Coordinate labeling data
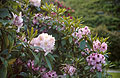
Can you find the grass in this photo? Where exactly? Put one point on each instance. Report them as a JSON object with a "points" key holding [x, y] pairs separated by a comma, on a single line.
{"points": [[95, 12], [115, 75]]}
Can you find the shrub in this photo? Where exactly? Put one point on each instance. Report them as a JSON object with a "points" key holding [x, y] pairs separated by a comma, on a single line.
{"points": [[41, 42], [114, 39]]}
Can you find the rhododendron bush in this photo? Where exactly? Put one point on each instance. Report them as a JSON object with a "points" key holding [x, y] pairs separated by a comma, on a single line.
{"points": [[37, 40]]}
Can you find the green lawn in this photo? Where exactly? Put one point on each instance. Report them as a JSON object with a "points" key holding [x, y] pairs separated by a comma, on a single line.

Written problem:
Update every item above by changing "single line" to "one line" wherever it appears, and keep everything else the same. Leave the pictures out of your answer.

Solution for this problem:
Can you find the grass in this photo? Where exactly? Put one point on each instance. Report them as a JSON object with a "points" key holding [x, y] pairs separated by a comma, on a one line.
{"points": [[95, 12], [115, 75]]}
Can you find the shrub in this photo? Where exactly? Put one point on each instance. Report them as a JSON object with a "points" key holding [x, y] pairs separated by a comma, on a one line.
{"points": [[41, 42], [114, 39]]}
Can you find the rhododendron bush in this photo? Where exactly? Put one point on each instance. Report them as a JSON object with a "points" key holding [x, y] pairs separated by a comma, on a one line.
{"points": [[37, 40]]}
Can you find the green lawn in this photo? Where exactly? Put one point on each instance. Report them as a JSON object with a "points" key holding [x, y] pairs separated by a comma, on a one line.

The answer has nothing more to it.